Display every line of the material below that contains the string "strawberry", treating uppercase and lowercase letters as distinct.

### TASK INPUT:
-- start --
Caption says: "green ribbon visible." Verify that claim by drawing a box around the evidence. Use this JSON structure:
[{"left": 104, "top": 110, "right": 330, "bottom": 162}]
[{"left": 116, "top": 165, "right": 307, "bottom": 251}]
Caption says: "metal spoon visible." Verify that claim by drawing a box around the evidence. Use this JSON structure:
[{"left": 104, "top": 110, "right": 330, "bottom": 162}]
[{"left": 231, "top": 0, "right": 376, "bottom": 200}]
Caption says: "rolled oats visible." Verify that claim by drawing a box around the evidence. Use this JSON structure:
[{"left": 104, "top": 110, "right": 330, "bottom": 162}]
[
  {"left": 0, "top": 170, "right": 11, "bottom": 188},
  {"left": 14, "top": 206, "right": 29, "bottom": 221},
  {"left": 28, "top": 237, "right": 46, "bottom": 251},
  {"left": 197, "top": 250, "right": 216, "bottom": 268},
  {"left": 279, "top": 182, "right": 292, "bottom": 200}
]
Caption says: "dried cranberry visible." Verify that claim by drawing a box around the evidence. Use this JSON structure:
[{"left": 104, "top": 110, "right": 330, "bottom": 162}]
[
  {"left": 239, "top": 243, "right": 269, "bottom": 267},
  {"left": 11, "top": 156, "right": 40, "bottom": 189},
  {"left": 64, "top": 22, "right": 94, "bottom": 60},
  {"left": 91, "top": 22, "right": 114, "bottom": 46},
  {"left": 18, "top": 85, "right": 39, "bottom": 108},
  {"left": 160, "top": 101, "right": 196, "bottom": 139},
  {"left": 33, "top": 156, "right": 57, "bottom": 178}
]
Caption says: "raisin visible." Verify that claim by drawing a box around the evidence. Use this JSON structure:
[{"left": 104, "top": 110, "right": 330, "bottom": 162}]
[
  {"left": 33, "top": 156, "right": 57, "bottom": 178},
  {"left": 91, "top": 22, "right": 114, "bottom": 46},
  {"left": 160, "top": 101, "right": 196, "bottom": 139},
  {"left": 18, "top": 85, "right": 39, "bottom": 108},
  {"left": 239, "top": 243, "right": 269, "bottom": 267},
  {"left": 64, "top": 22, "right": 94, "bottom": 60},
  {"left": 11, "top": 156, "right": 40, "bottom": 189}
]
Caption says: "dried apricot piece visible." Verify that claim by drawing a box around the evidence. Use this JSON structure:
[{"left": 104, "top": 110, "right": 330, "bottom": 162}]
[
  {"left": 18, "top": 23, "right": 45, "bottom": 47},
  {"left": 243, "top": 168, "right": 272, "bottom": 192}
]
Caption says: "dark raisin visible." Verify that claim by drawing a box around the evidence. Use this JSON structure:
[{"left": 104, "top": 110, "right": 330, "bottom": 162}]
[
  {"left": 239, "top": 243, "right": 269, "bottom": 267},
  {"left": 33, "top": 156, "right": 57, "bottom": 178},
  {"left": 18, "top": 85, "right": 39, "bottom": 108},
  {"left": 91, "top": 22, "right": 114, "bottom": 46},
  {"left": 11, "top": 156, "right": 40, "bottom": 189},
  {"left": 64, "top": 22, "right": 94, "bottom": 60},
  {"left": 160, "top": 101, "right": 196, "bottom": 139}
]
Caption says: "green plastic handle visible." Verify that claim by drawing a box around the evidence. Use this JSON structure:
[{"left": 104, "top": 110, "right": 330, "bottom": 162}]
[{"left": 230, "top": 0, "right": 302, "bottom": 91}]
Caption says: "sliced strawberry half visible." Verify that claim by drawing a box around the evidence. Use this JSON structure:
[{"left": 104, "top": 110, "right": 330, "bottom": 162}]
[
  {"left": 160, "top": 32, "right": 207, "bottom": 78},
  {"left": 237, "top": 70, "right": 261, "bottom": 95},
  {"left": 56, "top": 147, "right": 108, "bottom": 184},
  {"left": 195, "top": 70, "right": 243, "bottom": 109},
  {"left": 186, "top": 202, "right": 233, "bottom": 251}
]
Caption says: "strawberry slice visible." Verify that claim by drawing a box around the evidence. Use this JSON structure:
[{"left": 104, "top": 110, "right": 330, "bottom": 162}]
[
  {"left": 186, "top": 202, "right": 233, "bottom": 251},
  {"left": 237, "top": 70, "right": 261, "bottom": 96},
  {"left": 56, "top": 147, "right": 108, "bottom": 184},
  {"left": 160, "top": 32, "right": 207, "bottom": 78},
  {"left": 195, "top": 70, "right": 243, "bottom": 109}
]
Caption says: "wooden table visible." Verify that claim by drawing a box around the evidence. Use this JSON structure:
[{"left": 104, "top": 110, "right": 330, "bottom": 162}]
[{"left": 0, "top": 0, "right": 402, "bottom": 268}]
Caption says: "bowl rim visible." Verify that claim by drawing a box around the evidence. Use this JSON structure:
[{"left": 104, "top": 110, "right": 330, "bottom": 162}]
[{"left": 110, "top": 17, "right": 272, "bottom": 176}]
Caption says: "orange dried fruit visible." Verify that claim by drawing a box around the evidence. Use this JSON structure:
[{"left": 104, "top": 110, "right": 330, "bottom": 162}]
-- end --
### RESULT FOR THIS TASK:
Caption says: "sliced strawberry half visible." Verify that claim by drawing a box around the evidence. Use this JSON structure:
Caption says: "strawberry slice visible." Verify that claim by drawing a box around the evidence. Use this JSON structure:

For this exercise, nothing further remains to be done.